• REQUISITOS DO EXERCÍCIO:
1. Liste todas as doenças mencionadas pelo nome no trecho sobre medicina.
2. Extraia do trecho sobre medicina a parte que vai desde "O médico realista" até "de sua desgraça.", inclusive.
___ TRECHO DO DOCUMENTO
ENTRE "ITES" E "OSES"

Medicina
Eita, profissãozinha difícil! Não dá para aprender de ouvido, afora o caso do otorrino, claro.
Lance surreal
O paciente ter faltado à consulta anterior e se justificar com a apresentação de um atestado médico.
O médico cabotino
- Só não sou a coqueluche de minha profissão porque curo todas.
Antitabágica
Onde há fumaça há logro.
Sopraram
Que o bafômetro é o espirômetro com baixa tecnologia.
Parafraseando Drummond
Lutar contra a AIDS / É a luta mais vã / Mal hoje curamos / a febre terçã.
O médico realista
- Quando o cliente me elogia por haver acertado o diagnóstico, eu fique torcendo para que ele somente reapareça com alguma doença simples.
Oftalmologista
Aquele que escolhe a especialidade por amor... à primeira vista.
Saúde existe?
Só quando a doença não dá o ar de sua desgraça.
______
___ DADOS FORNECIDOS
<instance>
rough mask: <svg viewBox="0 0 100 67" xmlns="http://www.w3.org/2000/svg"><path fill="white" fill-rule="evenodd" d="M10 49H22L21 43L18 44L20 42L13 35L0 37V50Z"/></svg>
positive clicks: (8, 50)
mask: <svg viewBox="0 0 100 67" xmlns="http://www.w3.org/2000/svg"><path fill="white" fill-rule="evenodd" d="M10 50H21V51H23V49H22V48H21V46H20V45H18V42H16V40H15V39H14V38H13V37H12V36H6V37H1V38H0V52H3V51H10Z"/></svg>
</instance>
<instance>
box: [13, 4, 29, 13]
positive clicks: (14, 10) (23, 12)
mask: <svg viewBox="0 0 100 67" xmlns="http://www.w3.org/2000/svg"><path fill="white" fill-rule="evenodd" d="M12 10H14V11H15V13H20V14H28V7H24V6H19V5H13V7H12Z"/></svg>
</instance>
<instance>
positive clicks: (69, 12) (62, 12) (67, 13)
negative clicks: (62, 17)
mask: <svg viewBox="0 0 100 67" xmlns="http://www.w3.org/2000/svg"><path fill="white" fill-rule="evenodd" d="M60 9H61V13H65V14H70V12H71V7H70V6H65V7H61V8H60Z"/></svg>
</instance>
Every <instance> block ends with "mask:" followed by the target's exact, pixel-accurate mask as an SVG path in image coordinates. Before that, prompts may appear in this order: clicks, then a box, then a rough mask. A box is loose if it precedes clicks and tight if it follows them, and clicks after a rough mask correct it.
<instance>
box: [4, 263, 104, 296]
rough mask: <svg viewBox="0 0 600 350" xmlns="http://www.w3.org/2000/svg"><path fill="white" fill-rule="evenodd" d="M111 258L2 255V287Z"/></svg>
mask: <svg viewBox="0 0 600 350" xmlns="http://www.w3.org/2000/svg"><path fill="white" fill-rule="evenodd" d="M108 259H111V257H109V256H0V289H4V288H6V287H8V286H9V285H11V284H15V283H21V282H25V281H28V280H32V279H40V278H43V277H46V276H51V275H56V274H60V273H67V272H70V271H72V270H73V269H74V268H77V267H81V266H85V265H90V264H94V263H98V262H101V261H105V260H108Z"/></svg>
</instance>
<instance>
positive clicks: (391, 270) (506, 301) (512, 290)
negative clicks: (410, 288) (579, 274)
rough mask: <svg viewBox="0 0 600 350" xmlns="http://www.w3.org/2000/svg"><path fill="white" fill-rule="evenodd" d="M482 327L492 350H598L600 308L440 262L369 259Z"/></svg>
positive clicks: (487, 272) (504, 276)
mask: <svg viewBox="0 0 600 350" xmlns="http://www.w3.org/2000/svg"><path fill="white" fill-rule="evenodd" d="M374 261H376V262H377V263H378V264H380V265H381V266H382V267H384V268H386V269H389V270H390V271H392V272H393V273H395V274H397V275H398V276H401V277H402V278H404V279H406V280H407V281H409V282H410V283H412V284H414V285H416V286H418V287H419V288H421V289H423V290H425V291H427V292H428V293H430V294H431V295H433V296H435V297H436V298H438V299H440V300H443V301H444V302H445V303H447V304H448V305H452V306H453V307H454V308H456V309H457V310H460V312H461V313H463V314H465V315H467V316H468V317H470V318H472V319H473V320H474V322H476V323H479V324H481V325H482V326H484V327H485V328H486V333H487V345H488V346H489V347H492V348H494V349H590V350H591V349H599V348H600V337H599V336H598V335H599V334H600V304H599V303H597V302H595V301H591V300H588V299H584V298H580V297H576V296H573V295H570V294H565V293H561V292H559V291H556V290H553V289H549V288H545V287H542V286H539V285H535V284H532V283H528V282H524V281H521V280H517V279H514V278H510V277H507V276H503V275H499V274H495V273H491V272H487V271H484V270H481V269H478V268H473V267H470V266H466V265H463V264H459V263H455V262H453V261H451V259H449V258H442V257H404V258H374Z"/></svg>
______
• RESPOSTAS POR TAREFA:
1. coqueluche, AIDS, febre terçã

2.
O médico realista
- Quando o cliente me elogia por haver acertado o diagnóstico, eu fique torcendo para que ele somente reapareça com alguma doença simples.
Oftalmologista
Aquele que escolhe a especialidade por amor... à primeira vista.
Saúde existe?
Só quando a doença não dá o ar de sua desgraça.